### WHAT YOU WILL DO:
Find the line that contains "In this exercise you will mark each instance of the cobblestone"; then retype it and each line after it, exactly, through the final line of the data below.

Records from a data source
================

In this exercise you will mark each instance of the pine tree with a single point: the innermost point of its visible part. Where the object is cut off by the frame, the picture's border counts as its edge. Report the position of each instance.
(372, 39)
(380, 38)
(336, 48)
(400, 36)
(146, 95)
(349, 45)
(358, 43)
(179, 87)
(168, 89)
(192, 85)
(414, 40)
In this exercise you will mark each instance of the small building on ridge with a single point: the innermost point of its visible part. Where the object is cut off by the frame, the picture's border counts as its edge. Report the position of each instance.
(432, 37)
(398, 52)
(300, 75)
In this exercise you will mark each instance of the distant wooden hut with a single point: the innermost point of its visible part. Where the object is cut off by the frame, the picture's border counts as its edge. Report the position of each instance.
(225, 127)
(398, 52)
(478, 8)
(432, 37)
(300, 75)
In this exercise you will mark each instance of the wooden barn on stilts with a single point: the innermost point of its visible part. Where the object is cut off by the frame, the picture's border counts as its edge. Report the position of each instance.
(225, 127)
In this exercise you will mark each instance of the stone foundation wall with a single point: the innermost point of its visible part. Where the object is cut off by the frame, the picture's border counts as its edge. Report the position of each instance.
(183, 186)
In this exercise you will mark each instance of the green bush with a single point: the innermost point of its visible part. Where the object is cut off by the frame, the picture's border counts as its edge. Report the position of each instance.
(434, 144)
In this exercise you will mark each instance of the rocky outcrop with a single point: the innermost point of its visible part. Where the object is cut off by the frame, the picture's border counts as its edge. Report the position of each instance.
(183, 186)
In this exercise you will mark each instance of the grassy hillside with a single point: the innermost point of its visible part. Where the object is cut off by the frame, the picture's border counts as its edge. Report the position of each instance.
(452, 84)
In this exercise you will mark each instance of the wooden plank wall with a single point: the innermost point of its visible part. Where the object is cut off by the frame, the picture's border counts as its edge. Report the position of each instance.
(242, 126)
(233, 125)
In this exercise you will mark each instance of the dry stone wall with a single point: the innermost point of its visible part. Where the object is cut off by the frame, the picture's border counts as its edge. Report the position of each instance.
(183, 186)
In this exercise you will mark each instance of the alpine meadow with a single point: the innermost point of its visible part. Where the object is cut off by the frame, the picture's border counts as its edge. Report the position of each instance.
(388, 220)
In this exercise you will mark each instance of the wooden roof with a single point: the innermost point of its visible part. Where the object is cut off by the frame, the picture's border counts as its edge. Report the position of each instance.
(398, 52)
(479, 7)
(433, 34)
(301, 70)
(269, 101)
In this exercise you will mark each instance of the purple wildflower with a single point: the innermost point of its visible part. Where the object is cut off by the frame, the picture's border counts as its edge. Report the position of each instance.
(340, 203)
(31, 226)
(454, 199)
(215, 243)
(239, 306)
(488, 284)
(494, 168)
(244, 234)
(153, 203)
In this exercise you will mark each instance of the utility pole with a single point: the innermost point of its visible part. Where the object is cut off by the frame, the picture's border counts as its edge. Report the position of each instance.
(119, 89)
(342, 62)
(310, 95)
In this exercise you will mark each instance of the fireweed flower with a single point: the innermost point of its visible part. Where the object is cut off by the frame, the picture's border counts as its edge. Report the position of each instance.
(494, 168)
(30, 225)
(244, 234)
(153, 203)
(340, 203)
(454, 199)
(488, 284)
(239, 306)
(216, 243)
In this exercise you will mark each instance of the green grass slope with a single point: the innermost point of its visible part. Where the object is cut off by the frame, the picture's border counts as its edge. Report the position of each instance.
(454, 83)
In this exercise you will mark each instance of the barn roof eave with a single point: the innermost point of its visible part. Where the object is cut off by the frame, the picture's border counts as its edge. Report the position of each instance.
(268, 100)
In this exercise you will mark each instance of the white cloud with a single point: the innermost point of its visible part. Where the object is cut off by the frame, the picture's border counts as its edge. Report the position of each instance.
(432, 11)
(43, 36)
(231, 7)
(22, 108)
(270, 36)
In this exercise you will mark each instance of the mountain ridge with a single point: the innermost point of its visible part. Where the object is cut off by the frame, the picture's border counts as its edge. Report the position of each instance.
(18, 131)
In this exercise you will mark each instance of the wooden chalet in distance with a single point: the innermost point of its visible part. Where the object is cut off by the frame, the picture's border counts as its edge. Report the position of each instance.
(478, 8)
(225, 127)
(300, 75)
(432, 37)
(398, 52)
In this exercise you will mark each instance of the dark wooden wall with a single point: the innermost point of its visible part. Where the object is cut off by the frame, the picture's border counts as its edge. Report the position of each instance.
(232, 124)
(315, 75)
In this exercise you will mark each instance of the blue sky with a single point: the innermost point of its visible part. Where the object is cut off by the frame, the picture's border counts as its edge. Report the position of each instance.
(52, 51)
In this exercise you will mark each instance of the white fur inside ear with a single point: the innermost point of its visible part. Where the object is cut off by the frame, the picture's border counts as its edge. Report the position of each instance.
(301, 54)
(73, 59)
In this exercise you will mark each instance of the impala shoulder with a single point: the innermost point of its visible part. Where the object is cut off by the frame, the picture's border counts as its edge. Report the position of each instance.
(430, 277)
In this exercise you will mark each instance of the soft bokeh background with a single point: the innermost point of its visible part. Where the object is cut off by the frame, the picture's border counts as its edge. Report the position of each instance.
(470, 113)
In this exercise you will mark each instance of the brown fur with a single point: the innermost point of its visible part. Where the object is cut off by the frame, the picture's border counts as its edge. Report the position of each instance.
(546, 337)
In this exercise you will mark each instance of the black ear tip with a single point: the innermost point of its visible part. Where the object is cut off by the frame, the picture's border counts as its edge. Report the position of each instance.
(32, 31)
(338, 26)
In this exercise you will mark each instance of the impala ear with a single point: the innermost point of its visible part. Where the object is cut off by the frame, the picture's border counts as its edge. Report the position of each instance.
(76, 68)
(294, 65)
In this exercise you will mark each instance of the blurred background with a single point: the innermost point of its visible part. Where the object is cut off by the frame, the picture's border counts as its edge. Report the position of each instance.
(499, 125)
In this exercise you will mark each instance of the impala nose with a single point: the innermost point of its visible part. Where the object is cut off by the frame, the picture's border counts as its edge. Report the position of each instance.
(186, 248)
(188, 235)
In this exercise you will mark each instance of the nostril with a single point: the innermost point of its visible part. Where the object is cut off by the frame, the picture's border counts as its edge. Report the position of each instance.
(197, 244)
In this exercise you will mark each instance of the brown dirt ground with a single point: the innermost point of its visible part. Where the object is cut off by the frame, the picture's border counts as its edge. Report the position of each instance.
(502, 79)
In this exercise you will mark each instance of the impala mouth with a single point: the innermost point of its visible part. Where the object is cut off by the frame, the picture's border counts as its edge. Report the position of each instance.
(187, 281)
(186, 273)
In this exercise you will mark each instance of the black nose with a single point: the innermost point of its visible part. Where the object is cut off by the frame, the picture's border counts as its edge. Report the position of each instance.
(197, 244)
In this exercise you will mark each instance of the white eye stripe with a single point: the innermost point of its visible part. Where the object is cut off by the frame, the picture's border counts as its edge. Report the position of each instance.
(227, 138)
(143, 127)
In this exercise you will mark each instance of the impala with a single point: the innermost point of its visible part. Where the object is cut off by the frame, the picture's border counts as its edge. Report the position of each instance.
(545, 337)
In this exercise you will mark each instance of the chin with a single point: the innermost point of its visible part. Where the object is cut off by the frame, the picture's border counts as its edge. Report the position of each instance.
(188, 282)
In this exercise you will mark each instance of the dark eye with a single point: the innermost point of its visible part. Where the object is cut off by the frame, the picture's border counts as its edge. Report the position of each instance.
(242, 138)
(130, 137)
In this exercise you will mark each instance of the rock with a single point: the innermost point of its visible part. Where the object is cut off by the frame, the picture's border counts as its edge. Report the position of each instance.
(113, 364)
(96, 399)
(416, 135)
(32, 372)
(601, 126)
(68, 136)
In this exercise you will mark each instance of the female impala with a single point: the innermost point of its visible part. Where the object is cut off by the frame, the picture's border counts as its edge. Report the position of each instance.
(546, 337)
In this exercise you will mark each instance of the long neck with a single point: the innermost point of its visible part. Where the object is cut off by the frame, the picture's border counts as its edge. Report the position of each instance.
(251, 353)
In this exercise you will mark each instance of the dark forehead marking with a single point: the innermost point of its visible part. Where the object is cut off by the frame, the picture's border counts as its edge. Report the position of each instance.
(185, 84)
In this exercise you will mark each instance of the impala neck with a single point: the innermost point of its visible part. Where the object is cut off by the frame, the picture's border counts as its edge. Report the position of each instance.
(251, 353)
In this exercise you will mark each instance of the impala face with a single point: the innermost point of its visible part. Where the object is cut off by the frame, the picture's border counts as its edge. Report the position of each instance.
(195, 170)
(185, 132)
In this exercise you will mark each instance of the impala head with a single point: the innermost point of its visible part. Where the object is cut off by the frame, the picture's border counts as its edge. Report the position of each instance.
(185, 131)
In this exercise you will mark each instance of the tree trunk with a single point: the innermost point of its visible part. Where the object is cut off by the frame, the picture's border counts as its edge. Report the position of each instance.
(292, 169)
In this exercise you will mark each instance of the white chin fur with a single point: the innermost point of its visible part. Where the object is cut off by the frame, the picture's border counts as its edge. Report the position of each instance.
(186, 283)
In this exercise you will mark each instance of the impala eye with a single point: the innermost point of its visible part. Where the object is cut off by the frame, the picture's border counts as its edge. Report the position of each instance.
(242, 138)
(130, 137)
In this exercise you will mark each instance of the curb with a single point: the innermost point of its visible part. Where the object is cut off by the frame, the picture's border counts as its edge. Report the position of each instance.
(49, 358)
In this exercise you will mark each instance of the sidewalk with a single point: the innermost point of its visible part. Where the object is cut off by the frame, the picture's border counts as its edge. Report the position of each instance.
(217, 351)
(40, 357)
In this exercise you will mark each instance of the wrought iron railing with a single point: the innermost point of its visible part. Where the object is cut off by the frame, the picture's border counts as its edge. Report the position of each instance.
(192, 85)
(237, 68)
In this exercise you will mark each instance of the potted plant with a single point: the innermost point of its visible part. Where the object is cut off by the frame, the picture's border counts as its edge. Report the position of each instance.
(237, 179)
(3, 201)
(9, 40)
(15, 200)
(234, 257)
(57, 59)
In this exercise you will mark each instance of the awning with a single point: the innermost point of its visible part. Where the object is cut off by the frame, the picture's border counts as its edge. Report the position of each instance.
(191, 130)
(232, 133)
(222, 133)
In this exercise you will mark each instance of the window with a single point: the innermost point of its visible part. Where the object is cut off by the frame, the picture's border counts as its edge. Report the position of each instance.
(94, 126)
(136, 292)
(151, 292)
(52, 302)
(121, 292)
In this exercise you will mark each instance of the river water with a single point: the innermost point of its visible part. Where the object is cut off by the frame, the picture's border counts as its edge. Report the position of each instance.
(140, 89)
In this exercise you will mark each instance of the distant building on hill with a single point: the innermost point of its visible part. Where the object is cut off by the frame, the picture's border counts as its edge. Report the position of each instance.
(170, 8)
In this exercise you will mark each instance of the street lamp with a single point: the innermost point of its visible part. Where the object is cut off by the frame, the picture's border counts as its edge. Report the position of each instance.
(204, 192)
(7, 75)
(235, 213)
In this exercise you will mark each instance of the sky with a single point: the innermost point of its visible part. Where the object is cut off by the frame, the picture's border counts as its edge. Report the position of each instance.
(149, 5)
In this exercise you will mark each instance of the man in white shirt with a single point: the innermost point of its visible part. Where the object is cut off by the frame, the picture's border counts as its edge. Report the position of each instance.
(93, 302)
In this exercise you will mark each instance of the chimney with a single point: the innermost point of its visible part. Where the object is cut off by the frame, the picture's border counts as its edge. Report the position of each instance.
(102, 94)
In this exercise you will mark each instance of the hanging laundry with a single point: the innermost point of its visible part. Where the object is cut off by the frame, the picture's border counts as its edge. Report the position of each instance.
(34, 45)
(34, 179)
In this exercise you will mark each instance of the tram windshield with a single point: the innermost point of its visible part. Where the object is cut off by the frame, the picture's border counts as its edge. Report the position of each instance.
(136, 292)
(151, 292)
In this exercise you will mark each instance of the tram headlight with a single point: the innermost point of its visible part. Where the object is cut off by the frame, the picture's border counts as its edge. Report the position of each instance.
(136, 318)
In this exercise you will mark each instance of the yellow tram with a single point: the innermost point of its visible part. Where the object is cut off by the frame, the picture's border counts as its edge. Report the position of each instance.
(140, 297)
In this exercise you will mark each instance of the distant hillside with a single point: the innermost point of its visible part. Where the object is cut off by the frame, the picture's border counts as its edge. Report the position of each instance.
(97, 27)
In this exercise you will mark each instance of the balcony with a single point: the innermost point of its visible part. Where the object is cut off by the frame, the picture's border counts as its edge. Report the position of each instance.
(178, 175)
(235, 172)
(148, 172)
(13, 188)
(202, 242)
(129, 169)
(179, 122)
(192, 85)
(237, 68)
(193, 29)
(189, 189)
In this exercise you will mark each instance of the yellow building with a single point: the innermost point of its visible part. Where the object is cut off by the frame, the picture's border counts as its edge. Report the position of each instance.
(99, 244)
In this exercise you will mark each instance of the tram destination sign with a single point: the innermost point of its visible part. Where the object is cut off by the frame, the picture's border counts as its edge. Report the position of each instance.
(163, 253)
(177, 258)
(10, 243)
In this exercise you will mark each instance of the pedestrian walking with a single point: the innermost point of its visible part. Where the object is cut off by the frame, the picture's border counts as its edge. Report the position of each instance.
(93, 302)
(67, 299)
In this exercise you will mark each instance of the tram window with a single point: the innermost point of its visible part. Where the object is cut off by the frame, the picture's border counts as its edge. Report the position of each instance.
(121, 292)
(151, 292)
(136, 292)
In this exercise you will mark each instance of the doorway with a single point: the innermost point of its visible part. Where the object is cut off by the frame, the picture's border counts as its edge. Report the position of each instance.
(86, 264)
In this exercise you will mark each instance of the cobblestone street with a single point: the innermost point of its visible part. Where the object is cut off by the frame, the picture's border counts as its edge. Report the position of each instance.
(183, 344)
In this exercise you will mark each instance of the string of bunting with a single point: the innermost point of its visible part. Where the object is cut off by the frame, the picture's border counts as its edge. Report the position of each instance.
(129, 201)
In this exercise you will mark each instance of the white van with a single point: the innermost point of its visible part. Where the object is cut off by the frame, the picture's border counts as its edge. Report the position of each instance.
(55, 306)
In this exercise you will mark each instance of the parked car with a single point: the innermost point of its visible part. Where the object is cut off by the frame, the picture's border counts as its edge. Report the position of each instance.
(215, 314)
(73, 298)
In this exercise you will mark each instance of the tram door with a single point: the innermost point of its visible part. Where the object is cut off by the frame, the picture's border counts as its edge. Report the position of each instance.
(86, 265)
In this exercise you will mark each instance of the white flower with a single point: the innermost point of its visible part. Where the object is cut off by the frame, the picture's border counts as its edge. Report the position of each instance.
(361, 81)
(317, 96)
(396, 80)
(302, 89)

================

### ANSWER FOR THE TASK:
In this exercise you will mark each instance of the cobblestone street with a single point: the innermost point of its visible part. Where the object is cut off by the frame, the picture's border counts as its edge. Report the position of each instance.
(183, 344)
In this exercise you will mark each instance of the string of bunting with a single point: the innermost point of its visible part. Where the object is cut off by the frame, the picture's border counts as its edge. Report the position of each instance.
(129, 201)
In this exercise you will mark each instance of the white van with a single point: the innermost point of its visible part. Where the object is cut off by the frame, the picture's border counts as its edge. Report the position of each instance.
(55, 306)
In this exercise you will mark each instance of the parked car with a single point: the innermost point of its visible part. Where the object is cut off by the frame, the picture's border counts as its edge. Report the position of each instance.
(215, 314)
(73, 298)
In this exercise you will mark each instance of the tram door with a single point: the innermost point of its visible part. Where the object is cut off by the frame, the picture's border counts as its edge. Report the position of each instance.
(86, 265)
In this exercise you will mark each instance of the white flower with a single point: the innermost point of its visible part. Where the object is cut off by the frame, the picture's border counts as its edge. Report the position of each instance.
(361, 81)
(317, 96)
(396, 80)
(302, 89)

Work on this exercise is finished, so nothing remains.